(Collected data)
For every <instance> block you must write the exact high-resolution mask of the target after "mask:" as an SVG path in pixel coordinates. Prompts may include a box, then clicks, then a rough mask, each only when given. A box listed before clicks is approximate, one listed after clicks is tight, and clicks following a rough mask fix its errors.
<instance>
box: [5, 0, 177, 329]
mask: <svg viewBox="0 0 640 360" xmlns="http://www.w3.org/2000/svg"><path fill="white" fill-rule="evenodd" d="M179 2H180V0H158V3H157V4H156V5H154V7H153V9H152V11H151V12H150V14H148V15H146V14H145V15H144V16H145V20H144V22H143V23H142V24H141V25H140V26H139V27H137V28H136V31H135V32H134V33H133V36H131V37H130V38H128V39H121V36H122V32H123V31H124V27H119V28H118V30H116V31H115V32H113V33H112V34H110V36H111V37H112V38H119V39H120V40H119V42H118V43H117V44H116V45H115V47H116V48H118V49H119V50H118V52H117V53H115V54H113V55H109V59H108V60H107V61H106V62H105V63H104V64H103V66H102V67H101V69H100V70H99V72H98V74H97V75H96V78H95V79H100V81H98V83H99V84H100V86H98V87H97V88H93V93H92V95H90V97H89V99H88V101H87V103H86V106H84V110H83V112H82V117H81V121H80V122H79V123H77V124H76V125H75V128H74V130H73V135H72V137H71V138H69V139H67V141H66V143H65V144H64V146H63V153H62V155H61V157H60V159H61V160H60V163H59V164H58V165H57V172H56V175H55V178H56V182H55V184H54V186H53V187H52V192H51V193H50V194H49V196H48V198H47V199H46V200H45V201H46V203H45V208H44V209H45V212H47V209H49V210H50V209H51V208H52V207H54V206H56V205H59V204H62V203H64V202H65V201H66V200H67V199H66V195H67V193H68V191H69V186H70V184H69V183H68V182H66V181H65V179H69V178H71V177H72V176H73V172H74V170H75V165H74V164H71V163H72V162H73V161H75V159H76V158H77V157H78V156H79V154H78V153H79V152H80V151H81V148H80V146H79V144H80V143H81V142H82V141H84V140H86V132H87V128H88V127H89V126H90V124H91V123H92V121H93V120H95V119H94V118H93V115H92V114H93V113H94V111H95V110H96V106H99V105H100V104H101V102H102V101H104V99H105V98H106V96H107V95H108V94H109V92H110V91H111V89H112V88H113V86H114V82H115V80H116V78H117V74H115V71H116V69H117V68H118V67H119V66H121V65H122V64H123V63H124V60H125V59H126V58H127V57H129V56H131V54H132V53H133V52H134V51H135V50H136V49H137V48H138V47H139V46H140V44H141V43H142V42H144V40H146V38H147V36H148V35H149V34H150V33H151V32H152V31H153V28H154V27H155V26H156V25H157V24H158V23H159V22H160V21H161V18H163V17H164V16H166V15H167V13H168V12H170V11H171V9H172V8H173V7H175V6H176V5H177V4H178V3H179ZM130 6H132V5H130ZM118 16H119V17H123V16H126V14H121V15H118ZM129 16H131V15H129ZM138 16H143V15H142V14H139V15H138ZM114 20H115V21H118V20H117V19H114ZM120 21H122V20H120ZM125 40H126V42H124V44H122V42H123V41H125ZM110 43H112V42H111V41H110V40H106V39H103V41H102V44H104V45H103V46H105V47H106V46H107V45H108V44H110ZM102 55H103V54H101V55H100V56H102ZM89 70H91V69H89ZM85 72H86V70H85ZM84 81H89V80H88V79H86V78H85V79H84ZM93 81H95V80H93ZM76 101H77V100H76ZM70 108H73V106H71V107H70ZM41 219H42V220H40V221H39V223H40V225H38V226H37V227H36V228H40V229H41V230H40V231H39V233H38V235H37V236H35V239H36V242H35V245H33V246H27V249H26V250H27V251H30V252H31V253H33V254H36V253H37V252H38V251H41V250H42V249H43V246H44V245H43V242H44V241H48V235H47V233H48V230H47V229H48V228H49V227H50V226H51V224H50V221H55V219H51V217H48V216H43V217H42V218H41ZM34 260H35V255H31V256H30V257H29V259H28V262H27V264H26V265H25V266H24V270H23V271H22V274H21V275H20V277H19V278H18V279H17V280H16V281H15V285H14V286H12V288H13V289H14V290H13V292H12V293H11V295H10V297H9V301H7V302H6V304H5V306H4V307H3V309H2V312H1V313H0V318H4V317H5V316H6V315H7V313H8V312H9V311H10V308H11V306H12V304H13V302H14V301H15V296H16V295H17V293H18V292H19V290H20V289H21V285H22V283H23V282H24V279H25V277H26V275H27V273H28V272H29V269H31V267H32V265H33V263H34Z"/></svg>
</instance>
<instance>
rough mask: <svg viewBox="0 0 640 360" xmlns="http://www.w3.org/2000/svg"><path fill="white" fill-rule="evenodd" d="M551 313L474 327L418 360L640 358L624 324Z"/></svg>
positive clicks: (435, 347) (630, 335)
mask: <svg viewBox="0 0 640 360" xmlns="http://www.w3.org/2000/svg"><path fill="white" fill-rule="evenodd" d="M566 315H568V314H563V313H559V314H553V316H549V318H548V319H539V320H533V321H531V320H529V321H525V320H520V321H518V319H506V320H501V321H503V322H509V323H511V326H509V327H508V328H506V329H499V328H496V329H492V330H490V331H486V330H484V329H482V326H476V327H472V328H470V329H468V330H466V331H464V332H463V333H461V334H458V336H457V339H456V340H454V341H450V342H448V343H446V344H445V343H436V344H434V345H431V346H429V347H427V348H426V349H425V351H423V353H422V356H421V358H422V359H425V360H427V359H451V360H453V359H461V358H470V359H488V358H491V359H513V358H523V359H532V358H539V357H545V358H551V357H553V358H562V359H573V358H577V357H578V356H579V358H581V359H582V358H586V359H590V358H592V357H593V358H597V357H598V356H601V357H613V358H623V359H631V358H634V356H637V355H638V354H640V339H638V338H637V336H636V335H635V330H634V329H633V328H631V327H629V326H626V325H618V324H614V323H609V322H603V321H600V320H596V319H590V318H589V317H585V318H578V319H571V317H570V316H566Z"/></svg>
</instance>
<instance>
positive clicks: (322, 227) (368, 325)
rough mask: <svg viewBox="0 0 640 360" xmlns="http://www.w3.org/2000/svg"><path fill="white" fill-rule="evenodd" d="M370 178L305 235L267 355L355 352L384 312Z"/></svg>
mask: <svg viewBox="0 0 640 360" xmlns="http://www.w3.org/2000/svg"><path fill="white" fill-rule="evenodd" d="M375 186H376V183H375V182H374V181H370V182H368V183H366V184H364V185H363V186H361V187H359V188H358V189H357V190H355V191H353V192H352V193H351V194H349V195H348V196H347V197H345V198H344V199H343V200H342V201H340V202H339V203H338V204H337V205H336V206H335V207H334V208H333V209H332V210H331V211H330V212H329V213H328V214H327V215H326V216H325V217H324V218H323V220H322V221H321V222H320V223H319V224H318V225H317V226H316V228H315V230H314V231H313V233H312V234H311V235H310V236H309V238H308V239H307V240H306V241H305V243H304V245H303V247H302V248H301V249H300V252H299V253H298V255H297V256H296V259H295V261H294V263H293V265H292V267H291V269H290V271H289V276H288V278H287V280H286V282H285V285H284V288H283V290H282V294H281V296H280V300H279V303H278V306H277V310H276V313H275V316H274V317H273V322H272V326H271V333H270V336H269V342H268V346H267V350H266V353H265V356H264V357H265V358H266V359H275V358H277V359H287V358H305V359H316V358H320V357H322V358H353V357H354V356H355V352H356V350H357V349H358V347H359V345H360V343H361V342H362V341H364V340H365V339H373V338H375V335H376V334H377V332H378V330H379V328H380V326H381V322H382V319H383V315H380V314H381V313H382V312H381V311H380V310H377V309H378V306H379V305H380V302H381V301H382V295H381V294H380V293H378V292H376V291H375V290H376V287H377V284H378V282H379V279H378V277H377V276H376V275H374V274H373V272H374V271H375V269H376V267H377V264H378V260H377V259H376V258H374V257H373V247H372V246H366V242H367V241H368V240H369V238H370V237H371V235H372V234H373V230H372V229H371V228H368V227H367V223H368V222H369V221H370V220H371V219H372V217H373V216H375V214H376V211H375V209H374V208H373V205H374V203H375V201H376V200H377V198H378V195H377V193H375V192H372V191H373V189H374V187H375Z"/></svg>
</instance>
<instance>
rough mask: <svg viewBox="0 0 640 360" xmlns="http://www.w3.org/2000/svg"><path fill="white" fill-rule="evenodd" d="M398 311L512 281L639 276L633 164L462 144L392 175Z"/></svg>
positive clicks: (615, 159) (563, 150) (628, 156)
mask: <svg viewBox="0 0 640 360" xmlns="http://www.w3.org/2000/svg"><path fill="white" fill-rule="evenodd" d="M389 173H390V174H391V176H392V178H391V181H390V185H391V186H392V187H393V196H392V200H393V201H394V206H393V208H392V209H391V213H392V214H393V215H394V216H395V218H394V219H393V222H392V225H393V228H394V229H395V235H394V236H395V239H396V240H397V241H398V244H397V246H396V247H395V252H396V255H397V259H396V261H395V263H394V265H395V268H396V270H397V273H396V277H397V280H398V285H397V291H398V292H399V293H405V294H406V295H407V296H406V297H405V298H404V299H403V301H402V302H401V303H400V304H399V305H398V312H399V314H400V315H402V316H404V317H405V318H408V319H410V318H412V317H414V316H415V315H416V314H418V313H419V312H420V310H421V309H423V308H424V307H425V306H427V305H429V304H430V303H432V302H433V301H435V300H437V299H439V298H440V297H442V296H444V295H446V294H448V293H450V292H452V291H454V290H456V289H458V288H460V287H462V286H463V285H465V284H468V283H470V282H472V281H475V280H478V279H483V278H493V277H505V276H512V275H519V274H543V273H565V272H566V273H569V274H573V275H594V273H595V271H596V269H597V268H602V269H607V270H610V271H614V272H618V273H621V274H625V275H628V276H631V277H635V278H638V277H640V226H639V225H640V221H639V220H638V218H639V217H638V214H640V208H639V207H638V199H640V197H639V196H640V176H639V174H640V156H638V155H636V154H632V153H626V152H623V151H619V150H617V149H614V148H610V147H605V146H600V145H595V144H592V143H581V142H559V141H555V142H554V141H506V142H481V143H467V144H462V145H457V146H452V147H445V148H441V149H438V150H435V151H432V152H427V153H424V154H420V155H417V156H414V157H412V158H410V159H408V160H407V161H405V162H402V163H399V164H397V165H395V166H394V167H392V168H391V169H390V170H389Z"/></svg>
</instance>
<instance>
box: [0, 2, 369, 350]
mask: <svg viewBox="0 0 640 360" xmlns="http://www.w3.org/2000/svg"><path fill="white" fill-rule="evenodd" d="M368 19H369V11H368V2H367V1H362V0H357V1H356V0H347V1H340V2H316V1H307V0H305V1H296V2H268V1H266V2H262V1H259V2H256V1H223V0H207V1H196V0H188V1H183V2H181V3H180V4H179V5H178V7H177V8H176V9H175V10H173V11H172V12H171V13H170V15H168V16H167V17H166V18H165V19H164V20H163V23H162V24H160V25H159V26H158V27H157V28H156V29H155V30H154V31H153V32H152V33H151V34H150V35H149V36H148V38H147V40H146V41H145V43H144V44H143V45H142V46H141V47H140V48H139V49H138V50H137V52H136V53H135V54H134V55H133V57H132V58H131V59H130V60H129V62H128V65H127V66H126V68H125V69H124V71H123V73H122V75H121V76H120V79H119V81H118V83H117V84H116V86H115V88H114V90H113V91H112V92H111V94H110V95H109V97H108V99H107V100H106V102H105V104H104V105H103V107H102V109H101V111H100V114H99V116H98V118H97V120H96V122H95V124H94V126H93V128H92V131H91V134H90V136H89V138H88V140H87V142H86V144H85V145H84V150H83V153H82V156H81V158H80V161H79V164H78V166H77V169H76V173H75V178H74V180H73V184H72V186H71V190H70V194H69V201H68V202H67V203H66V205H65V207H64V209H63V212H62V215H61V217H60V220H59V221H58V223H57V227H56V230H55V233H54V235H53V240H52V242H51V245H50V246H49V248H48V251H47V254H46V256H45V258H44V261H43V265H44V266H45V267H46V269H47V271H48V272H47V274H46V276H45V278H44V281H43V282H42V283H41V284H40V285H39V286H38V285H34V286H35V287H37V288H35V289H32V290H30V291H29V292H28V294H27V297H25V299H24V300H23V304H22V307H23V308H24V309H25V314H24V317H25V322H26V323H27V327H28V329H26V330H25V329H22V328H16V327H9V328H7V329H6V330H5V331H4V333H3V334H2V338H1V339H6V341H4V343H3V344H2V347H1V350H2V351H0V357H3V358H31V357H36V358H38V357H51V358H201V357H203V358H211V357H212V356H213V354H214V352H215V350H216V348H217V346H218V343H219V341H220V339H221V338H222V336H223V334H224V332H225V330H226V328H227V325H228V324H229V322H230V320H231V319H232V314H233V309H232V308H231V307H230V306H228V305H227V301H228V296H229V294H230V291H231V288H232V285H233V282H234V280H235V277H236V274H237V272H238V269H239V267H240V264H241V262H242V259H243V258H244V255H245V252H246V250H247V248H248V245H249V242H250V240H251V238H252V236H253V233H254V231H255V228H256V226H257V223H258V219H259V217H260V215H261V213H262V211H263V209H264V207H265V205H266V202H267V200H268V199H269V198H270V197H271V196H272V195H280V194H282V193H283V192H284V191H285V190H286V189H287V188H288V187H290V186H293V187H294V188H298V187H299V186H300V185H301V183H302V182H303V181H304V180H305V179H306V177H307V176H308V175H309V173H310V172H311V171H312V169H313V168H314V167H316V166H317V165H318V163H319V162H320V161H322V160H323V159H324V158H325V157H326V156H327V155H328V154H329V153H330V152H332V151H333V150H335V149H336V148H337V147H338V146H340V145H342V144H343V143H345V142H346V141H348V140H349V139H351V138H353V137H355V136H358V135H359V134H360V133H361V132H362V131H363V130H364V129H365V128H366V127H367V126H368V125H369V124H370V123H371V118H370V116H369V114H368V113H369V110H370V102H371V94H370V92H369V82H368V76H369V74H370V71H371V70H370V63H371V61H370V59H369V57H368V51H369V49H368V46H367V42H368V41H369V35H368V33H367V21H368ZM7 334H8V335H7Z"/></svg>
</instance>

**WHAT TO DO**
Please give the number of lines in the data above that contain the word "positive", with nothing else.

**TASK RESPONSE**
3